> _Task requirements_
Copy all of the material below back out word for word, keeping every line in its original order.

> _Extracted material_
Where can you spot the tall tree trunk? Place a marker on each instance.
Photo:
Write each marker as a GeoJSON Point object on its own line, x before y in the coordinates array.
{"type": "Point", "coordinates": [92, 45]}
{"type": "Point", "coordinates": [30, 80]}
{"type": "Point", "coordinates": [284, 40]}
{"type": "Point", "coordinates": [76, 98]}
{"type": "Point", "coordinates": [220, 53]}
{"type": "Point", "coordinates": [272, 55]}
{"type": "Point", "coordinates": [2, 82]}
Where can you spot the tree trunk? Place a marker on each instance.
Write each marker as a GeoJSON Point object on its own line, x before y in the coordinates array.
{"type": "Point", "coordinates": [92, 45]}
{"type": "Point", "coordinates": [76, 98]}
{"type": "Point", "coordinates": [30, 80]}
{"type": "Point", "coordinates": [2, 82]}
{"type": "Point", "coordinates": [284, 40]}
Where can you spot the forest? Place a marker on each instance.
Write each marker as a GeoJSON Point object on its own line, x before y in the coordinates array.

> _Problem solution_
Where can you spot the tall tree trunk? Place a marker on each instance.
Photo:
Write each marker as a GeoJSON Point object on its own line, x before y in the coordinates array.
{"type": "Point", "coordinates": [92, 45]}
{"type": "Point", "coordinates": [30, 80]}
{"type": "Point", "coordinates": [284, 40]}
{"type": "Point", "coordinates": [76, 98]}
{"type": "Point", "coordinates": [220, 53]}
{"type": "Point", "coordinates": [272, 55]}
{"type": "Point", "coordinates": [2, 82]}
Where can you spot the tree trunk? Place a marker on each instance.
Write each marker as a GeoJSON Point object on its own line, x before y in the coordinates array.
{"type": "Point", "coordinates": [92, 45]}
{"type": "Point", "coordinates": [76, 98]}
{"type": "Point", "coordinates": [30, 80]}
{"type": "Point", "coordinates": [2, 82]}
{"type": "Point", "coordinates": [284, 40]}
Where can you spot the forest? Place a marker on each instance.
Write each marker as a GeoJSON Point object on its own line, x before y in the coordinates array.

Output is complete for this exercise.